» BRIEF:
Output the full listing word for word.

··· ITEMS

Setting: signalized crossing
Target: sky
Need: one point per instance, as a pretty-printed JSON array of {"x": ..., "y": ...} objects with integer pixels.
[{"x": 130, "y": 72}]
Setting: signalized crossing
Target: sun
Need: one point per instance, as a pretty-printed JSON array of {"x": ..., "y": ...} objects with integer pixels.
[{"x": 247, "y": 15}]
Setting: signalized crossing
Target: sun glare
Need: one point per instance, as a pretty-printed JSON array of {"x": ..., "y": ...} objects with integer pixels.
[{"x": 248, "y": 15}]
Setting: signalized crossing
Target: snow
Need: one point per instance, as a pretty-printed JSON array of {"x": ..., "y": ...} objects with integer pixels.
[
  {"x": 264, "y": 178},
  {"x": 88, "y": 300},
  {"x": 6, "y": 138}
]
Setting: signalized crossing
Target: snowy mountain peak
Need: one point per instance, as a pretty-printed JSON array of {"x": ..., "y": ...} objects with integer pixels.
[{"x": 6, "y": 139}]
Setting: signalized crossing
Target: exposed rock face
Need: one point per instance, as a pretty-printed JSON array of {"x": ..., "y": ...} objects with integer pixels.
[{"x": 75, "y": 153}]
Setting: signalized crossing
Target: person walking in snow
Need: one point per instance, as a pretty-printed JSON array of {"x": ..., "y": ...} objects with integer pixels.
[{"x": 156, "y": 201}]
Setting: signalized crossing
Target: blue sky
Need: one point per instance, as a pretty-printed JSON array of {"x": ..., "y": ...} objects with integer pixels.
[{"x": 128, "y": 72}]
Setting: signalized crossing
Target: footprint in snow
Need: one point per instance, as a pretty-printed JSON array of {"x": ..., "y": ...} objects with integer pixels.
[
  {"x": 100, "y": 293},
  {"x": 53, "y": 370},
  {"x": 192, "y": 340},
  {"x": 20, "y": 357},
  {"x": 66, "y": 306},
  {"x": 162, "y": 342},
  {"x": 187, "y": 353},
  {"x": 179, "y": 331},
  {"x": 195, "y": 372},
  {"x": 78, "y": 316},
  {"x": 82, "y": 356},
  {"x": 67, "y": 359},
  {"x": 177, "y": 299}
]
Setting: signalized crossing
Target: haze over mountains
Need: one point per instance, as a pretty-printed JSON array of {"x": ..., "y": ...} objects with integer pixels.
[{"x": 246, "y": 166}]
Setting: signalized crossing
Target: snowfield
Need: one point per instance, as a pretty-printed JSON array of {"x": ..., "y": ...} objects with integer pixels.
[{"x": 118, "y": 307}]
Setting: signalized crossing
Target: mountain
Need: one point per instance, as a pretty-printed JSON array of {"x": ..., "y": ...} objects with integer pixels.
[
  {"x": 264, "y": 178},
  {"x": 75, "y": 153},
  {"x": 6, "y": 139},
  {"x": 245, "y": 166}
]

······

» FINISHED ANSWER:
Setting: signalized crossing
Target: sky
Need: one point per instance, as a pretty-printed JSON array of {"x": ..., "y": ...} objects with integer pixels.
[{"x": 130, "y": 72}]
Setting: signalized crossing
Target: sun
Need: one point per instance, as a pretty-printed JSON array of {"x": ..., "y": ...} objects with integer pixels.
[{"x": 247, "y": 15}]
Setting: signalized crossing
Target: sun glare
Need: one point per instance, as a pretty-printed JSON array of {"x": ..., "y": ...} objects with integer pixels.
[{"x": 248, "y": 15}]
Setting: signalized crossing
Target: snow
Need: one point per instance, as a pretty-printed JSON array of {"x": ..., "y": ...} objects with integer pixels.
[
  {"x": 264, "y": 178},
  {"x": 88, "y": 300},
  {"x": 6, "y": 138}
]
Setting: signalized crossing
Target: snowy mountain peak
Need: one point per instance, as a pretty-printed JSON array of {"x": ..., "y": ...} objects with integer pixels.
[{"x": 6, "y": 139}]
Setting: signalized crossing
Target: exposed rock face
Need: one point per instance, as a pretty-printed JSON array of {"x": ..., "y": ...} objects with integer pixels.
[{"x": 75, "y": 153}]
Setting: signalized crossing
Target: person walking in snow
Need: one point per instance, as a pretty-printed JSON array of {"x": ..., "y": ...} objects with integer pixels.
[{"x": 156, "y": 201}]
Setting: signalized crossing
Target: blue sky
Need: one point per instance, as a pretty-printed JSON array of {"x": ..., "y": ...} objects with integer pixels.
[{"x": 128, "y": 72}]
Setting: signalized crossing
Target: footprint in snow
Need: one point per instance, as a pretty-printed JSON array of {"x": ..., "y": ...} objects with integer pixels.
[
  {"x": 100, "y": 293},
  {"x": 53, "y": 370},
  {"x": 192, "y": 340},
  {"x": 20, "y": 357},
  {"x": 66, "y": 306},
  {"x": 162, "y": 342},
  {"x": 187, "y": 353},
  {"x": 179, "y": 331},
  {"x": 195, "y": 372},
  {"x": 78, "y": 316},
  {"x": 82, "y": 356},
  {"x": 67, "y": 359},
  {"x": 177, "y": 299}
]
Setting: signalized crossing
Target: haze over mountains
Need: one point per instance, as a pretty-printed JSON array of {"x": ..., "y": ...} objects with integer pixels.
[{"x": 246, "y": 166}]
Setting: signalized crossing
Target: snowfield
Need: one point per instance, as a pretty-printed JSON array of {"x": ..., "y": ...} objects with integer pixels.
[{"x": 118, "y": 307}]
Setting: signalized crossing
Target: mountain
Need: one point per instance, as a pretty-printed JSON array of {"x": ..., "y": ...} objects with integer pixels.
[
  {"x": 264, "y": 178},
  {"x": 75, "y": 153},
  {"x": 6, "y": 139},
  {"x": 245, "y": 166}
]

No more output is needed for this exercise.